> **THE RECORDS**
----

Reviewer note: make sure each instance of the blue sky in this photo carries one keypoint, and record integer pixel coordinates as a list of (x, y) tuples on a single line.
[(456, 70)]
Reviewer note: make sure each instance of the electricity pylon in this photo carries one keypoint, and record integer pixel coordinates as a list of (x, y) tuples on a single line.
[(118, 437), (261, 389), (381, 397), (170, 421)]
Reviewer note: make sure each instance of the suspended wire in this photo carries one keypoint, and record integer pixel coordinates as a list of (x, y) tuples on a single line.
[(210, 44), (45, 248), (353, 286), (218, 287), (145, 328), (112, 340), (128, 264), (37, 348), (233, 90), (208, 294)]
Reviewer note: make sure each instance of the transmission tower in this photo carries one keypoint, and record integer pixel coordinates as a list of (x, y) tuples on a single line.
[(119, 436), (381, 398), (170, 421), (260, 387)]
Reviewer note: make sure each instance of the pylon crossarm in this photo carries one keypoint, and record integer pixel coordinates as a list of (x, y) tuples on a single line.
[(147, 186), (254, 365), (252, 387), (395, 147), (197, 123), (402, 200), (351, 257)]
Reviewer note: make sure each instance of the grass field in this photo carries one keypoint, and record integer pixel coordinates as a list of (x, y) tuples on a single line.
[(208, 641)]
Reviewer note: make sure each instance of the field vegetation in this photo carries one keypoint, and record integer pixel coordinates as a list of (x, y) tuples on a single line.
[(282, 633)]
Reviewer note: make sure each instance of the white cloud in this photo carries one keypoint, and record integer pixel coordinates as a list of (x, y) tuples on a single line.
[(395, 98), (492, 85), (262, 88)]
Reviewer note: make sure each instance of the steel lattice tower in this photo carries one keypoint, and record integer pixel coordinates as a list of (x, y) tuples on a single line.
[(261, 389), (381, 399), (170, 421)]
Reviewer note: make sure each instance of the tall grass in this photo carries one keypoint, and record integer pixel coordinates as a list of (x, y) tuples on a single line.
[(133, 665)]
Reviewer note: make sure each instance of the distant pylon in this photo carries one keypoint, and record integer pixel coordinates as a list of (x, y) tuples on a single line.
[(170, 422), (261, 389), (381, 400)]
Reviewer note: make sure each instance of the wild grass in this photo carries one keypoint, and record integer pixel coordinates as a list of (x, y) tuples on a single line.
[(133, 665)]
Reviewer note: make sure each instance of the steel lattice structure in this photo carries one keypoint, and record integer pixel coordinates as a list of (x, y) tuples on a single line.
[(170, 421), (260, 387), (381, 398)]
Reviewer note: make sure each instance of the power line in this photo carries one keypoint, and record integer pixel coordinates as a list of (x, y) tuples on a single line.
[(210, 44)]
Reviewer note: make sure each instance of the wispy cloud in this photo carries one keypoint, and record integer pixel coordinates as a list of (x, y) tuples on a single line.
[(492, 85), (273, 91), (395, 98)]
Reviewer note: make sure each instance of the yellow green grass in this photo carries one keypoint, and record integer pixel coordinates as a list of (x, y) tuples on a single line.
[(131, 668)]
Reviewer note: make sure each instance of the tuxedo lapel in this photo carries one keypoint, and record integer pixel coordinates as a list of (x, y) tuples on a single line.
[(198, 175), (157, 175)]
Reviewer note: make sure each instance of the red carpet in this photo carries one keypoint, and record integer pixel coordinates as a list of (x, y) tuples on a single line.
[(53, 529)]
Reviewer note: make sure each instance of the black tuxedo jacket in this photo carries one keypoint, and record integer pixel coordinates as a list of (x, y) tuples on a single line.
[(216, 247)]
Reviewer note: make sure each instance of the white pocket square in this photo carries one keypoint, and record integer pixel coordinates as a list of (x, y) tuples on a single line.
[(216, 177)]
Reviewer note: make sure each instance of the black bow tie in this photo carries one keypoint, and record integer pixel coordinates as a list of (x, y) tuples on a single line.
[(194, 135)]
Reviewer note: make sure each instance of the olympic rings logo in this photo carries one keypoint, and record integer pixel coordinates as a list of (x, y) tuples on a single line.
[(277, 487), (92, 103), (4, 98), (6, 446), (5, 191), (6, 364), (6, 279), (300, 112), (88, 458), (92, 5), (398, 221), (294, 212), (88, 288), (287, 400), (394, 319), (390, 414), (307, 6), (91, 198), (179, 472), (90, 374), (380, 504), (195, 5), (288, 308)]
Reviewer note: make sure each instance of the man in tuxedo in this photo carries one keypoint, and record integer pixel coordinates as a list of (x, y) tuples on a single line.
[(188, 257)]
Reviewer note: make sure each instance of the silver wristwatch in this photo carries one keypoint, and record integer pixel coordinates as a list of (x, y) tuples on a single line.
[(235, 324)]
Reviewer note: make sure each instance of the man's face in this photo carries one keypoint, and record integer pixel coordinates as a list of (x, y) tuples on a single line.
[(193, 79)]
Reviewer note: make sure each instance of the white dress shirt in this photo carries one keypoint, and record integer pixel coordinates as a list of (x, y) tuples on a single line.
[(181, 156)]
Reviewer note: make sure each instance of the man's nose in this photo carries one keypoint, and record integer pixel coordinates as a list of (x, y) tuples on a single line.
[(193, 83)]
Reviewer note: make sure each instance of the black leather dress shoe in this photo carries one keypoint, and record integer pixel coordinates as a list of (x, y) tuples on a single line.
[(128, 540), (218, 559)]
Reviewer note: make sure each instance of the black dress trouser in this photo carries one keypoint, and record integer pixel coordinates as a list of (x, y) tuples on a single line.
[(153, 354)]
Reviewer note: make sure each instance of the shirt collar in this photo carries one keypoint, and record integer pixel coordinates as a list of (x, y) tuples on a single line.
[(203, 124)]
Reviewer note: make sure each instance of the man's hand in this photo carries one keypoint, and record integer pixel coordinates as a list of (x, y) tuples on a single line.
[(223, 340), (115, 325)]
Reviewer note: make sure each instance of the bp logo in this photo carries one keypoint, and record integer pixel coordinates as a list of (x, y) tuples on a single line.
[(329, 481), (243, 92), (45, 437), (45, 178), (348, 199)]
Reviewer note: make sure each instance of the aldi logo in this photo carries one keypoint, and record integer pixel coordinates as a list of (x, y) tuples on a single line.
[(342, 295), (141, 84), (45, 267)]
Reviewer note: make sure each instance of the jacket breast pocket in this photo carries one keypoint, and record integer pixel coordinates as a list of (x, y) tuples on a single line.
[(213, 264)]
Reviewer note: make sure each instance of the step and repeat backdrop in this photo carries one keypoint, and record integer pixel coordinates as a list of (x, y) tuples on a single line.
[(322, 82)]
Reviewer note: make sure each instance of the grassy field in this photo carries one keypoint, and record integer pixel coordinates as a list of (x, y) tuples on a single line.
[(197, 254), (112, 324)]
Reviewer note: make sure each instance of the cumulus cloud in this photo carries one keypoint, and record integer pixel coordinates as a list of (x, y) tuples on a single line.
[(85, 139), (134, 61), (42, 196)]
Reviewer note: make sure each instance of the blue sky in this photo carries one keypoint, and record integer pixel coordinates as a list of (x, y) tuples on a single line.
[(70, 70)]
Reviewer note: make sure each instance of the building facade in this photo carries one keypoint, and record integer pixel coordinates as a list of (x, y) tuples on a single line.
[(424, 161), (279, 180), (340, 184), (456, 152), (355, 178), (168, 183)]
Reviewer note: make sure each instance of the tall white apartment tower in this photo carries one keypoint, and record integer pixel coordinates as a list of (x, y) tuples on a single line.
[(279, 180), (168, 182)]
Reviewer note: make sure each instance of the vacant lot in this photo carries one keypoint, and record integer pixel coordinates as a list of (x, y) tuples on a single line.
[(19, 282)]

----

> **PROBLEM TO WORK ON**
Print each line of the data exactly as it was written.

> **ANSWER FOR THIS EXERCISE**
Reviewer note: make sure each instance of the blue sky in this photo carries one keypoint, and record integer pixel coordinates as a list of (x, y) tuples on a single line.
[(456, 70)]
Reviewer note: make sure each instance of the electricity pylon in this photo carries one keypoint, and record integer pixel coordinates as a list of (x, y) tuples on a single line.
[(118, 437), (261, 389), (381, 397), (170, 421)]
Reviewer note: make sure each instance of the suspended wire in this photo carries one keypoint, and record integer pixel coordinates as a list of (x, y) tuples on a single line.
[(210, 44), (45, 248), (353, 286), (218, 287), (145, 328), (112, 340), (128, 264), (37, 348), (233, 90), (208, 294)]
Reviewer note: make sure each instance of the transmission tower in this photo carries one keypoint, and record integer pixel coordinates as a list of (x, y) tuples on a single line.
[(119, 436), (381, 398), (170, 421), (260, 387)]
Reviewer note: make sure each instance of the pylon crossarm in this photo carries one keypoint, and record integer pixel coordinates as a list of (x, y) tuples on a single line.
[(147, 186), (254, 365), (252, 387), (395, 147), (197, 123), (402, 200), (351, 257)]
Reviewer note: make sure each instance of the grass field in this photo carries one keypoint, and record integer pixel coordinates as a list of (x, y) tuples on a single line.
[(208, 641)]
Reviewer note: make sure each instance of the field vegetation in this photo carries one keypoint, and record integer pixel coordinates as a list of (x, y) tuples on a single line.
[(282, 633)]
Reviewer note: make sure each instance of the white cloud in this photo carries one keypoint, and record integer pixel coordinates as a list of (x, y) tuples on a single line.
[(395, 98), (492, 85), (262, 88)]
Reviewer note: make sure each instance of the steel lattice tower in this photo carries one keypoint, and record integer pixel coordinates as a list of (x, y) tuples on a single line.
[(261, 389), (381, 399), (170, 421)]
Reviewer note: make sure each instance of the tall grass in this photo carries one keypoint, and record integer pixel coordinates as a list of (x, y) tuples on a single line.
[(133, 665)]
Reviewer note: make sure each instance of the distant pylon in this photo carries one keypoint, and record integer pixel coordinates as a list of (x, y) tuples on a single line.
[(170, 422), (261, 389), (381, 400)]
Reviewer note: make sure each instance of the wild grass in this photo carries one keypoint, and record integer pixel coordinates as a list of (x, y) tuples on a single line.
[(133, 665)]
Reviewer note: make sure each instance of the steel lattice structure in this photo carries one keypoint, and record integer pixel coordinates as a list of (x, y) tuples on a single line.
[(170, 421), (260, 387), (381, 398)]
Reviewer note: make sure each instance of the power line in this photo carries one keypoint, and record integer pixel coordinates as a list of (x, y) tuples on a single line.
[(210, 44)]
Reviewer note: make sure each instance of the wispy cloud in this photo carries one keypoint, and record integer pixel coordinates as a list of (x, y) tuples on a single line.
[(492, 85), (273, 91), (395, 98)]
Reviewer note: make sure each instance of the yellow green grass in this photo carries one keypoint, and record integer pixel coordinates as a list of (x, y) tuples on a single line.
[(131, 668)]
Reviewer note: make sure each instance of the tuxedo lapel in this photo carries one keypoint, and record integer pixel coordinates as a list of (x, y) tuples on a single line.
[(198, 175), (157, 175)]
Reviewer note: make sure each instance of the red carpet in this photo carries one keypoint, and record integer pixel coordinates as a list of (x, y) tuples on a single line.
[(53, 529)]
Reviewer note: make sure each instance of the black tuxedo jacket in this photo carries one keypoint, and record integer pixel coordinates as a list of (x, y) tuples on a single line.
[(216, 247)]
Reviewer note: make sure each instance of the white pocket square in this photo carries one keypoint, and record integer pixel coordinates as a list of (x, y) tuples on a single line.
[(216, 177)]
Reviewer note: make sure each instance of the black bow tie in this photo carries one keypoint, and record integer pixel coordinates as a list of (x, y) tuples on a single line.
[(194, 135)]
Reviewer note: make sure each instance of the olympic rings logo in this photo carries one keypoint, and record integer pixel coordinates as a list of (x, y) tuples on a single line.
[(277, 487), (92, 103), (4, 98), (6, 446), (5, 191), (6, 364), (6, 279), (300, 112), (88, 458), (92, 5), (398, 221), (294, 212), (88, 288), (287, 400), (394, 319), (390, 414), (307, 6), (91, 198), (179, 472), (90, 374), (380, 504), (195, 5), (288, 308)]
Reviewer note: make sure each instance of the man in tuxedo in this photo carries one keypoint, and record integer pixel coordinates as a list of (x, y) tuples on a single line.
[(188, 257)]
Reviewer note: make sure each instance of the silver wristwatch in this photo carries one keypoint, and record integer pixel coordinates as a list of (x, y) tuples on a single line.
[(235, 324)]
Reviewer note: make sure each instance of the man's face in this photo carries one keypoint, and record integer pixel coordinates as a list of (x, y) tuples on a single line.
[(193, 79)]
Reviewer note: make sure each instance of the white dress shirt in this photo carries one keypoint, and record integer pixel coordinates as a list of (x, y) tuples on a single line.
[(181, 156)]
Reviewer note: make sure each instance of the man's nose in this photo carries one keypoint, and record integer pixel coordinates as a list of (x, y) tuples on a single line.
[(193, 83)]
Reviewer note: make sure each instance of the black leather dress shoe in this photo carries one keypoint, and record integer pixel coordinates as a list of (x, y) tuples on a single line.
[(128, 540), (218, 559)]
Reviewer note: make sure each instance of the black dress trouser in this photo carries one keypoint, and record integer pixel coordinates as a list of (x, y) tuples on a single line.
[(153, 354)]
Reviewer note: make sure each instance of the shirt collar in this photo carries one keypoint, and record integer pixel coordinates as a list of (x, y) tuples on a single line.
[(203, 124)]
Reviewer note: make sure each instance of the man's hand in this photo carries one keypoint, and record integer pixel coordinates as a list of (x, y) tuples on a single line.
[(223, 340), (115, 325)]
Reviewer note: make sure each instance of the bp logo in this photo carries one keypoint, and record integer pixel coordinates as a list of (x, y) tuples on a single line.
[(329, 481), (243, 92), (45, 437), (45, 178), (348, 199)]
Reviewer note: make sure each instance of the aldi logo in this photo carries one keypoint, and record integer pixel coordinates as a list of (x, y) tuples on a single line.
[(342, 295), (141, 84), (45, 267)]
Reviewer note: make sure each instance of the jacket breast pocket in this photo carries one keypoint, and record integer pixel coordinates as a list of (x, y) tuples on a single line.
[(213, 264)]
Reviewer note: make sure each instance of the step and repeat backdrop in this photo carries one keypoint, and record integer pixel coordinates as a list of (x, y) tuples on a single line.
[(322, 82)]
Reviewer note: make sure each instance of the grassy field in this photo carries one keypoint, and record integer pixel coordinates as a list of (x, y) tuples on a single line.
[(197, 254), (112, 324)]
Reviewer note: make sure each instance of the cumulus cloud in this photo carries one keypoint, and record integer pixel coordinates as a list of (x, y) tuples on a single line.
[(85, 139), (134, 61), (42, 196)]
Reviewer note: make sure each instance of the blue sky in this photo carries one keypoint, and record integer pixel coordinates as a list of (x, y) tuples on a single line.
[(70, 70)]
Reviewer note: make sure each instance of the building facade in this photo carries one keypoint, and record integer pixel coordinates as a list of (x, y) tuples on a single line.
[(424, 161), (279, 180), (340, 184), (456, 152), (355, 178), (168, 183)]
Reviewer note: make sure each instance of the tall white apartment tower in this photo carries one keypoint, and record integer pixel coordinates as a list of (x, y) tuples on a single line.
[(279, 180), (168, 182)]
Reviewer note: make sure each instance of the vacant lot in this photo carries one keypoint, and record integer pixel coordinates as a list of (x, y) tuples on a single line.
[(19, 282)]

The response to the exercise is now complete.